What you need to do
Copy, word for word, the part of the essay on trigger warnings in literature from "That’s why I’m" to "right physical choices.".

Extract provided
%%
After all, we’ve been using the ESRB (game ratings), MPCRS (film ratings), and TCRS (television ratings) for years upon years. We have bars and liquor stores, clubs and tobacco shops, etc, etc, etc. Everywhere you look in modern society has some sort of restriction by age or warning labels so that people can make informed decisions. So why not extend it to literature? About the only real classification system in place is that of a genre – and the only genre people tend to avoid because of the racy content within the pages is Adult Romance and Erotica. We should do better than this because not every book has a summary that tells you what you’re getting yourself into where triggering content is concerned.
That’s why I’m writing this, though, because we need that change.
Some sort of warning about the potential for triggering content that will result in an unhealthy emotional response is, I feel, necessary to bring literature into the modern days of social awareness. As I’ve become more educations and aware of the world around me, I’ve begun to see the importance in the words I preached for years without realizing the true and dire purpose behind them. I’ve always believed that we can do, and do, and do, and do endlessly positive things to change the world that we live in to make it a better place but those are words. “Actions speak louder than words” is more than some bullshit thing we say to make others do what we should already be doing, and out language somehow overrides our mental capacity to make the right physical choices.
For example: Random Person A can go to women’s marches, Black Lives Matter movements, anti-gun rallies, and share every single body positivity post they see on social media – but if that person still uses the N-word and calls women in short skirts slutty – then that person isn’t really changing anything. We can preach it but if we don’t live it, then how are our words ever supposed to matter?
I think we should stop saying it and start doing it. Live the words you believe.
The reality of our world is that actions speak louder because of the words we use. Another example, if you will: Random Person B is going to a women’s march and also educates misogynistic co-workers that a person’s actions are so important because their words support it. Even deeper than that, the language that we use to educate someone who isn’t aware of understanding of the social issues going on in the world right now even further amplifies the actions that we take.
I know, I know, I hear you: But, Alixx, what doesany of this have to do with trigger warnings in traditional literature? The answer is: everything!
Mental Health Stigma still exists – as evidenced by harmful movies depicting mentally ill people as villains, such as in the film “Split.” People just aren’t taking mental illness seriously and often treat those with mental health issues as infantile and choosing to have the diagnosis assigned to them.
By including Trigger Warnings on all forms of literature, we are empowering the reader to decide if they can handle the content.
By including Trigger Warnings, we are acknowledging that mental illness is a burden that cannot be unloaded from one’s self.
By including Trigger Warnings, we are changing the language by bringing it forward and normalizing that some content is difficult to read and may cause emotional distress – even to those who are not mentally ill.
All I’m trying to say, really, is that we need Trigger Warnings on anything that we would read… Newspapers, novels, essays, magazines, poems, short stories, blog posts, anything! We owe it to ourselves, to our readers, and to future generations to start making a positive change in the way we write the world – and the way we present that to those who will inevitably replace us.
%%
Entries supplied
%%
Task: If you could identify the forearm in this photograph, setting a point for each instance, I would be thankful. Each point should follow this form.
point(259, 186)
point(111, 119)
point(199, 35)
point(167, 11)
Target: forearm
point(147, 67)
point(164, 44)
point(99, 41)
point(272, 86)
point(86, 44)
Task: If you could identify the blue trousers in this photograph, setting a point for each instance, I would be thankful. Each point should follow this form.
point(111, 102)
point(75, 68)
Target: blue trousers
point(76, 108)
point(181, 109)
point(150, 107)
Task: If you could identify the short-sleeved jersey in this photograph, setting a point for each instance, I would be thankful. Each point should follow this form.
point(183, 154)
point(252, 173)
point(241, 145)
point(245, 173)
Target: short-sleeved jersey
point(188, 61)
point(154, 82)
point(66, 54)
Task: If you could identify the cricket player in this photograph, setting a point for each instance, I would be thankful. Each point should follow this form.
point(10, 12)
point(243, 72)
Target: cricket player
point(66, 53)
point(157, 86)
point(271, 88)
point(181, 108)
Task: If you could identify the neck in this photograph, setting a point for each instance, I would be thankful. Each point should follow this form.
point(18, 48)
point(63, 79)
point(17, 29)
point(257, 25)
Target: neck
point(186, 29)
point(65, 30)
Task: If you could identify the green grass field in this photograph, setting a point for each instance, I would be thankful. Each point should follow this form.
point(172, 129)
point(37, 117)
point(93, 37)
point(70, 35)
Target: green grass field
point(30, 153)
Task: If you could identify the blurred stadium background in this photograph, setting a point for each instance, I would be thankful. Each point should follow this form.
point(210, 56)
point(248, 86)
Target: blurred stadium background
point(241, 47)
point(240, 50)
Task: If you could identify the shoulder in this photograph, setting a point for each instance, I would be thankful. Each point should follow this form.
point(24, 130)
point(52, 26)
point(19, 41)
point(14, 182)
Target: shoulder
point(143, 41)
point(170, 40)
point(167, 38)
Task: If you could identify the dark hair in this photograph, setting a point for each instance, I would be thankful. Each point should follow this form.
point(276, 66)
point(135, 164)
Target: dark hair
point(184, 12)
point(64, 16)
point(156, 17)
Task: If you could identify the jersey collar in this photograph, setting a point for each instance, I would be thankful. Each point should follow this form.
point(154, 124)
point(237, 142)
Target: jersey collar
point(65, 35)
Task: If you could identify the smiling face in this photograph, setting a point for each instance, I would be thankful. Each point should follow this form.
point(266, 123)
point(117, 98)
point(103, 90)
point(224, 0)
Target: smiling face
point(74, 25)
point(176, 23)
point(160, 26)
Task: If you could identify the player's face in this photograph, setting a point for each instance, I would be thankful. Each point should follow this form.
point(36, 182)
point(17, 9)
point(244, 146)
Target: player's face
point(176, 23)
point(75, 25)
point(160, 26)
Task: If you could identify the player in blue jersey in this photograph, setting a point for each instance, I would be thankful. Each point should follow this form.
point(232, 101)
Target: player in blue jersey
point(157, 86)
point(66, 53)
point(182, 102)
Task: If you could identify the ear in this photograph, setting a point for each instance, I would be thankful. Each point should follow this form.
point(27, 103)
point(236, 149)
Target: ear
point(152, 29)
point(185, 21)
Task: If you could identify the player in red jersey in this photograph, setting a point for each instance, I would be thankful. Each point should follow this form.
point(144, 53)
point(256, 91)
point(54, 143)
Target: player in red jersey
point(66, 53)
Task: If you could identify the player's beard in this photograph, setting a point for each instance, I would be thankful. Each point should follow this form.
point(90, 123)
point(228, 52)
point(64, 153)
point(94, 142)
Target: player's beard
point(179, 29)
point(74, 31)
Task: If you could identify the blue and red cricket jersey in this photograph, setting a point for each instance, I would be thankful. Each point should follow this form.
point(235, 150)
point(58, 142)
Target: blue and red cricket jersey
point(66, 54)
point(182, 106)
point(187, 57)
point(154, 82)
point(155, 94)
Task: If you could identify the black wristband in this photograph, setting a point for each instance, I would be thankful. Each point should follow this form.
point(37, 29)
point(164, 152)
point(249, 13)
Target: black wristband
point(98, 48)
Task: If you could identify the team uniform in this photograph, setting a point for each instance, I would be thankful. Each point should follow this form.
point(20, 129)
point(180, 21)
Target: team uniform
%%
Your response
That’s why I’m writing this, though, because we need that change.
Some sort of warning about the potential for triggering content that will result in an unhealthy emotional response is, I feel, necessary to bring literature into the modern days of social awareness. As I’ve become more educations and aware of the world around me, I’ve begun to see the importance in the words I preached for years without realizing the true and dire purpose behind them. I’ve always believed that we can do, and do, and do, and do endlessly positive things to change the world that we live in to make it a better place but those are words. “Actions speak louder than words” is more than some bullshit thing we say to make others do what we should already be doing, and out language somehow overrides our mental capacity to make the right physical choices.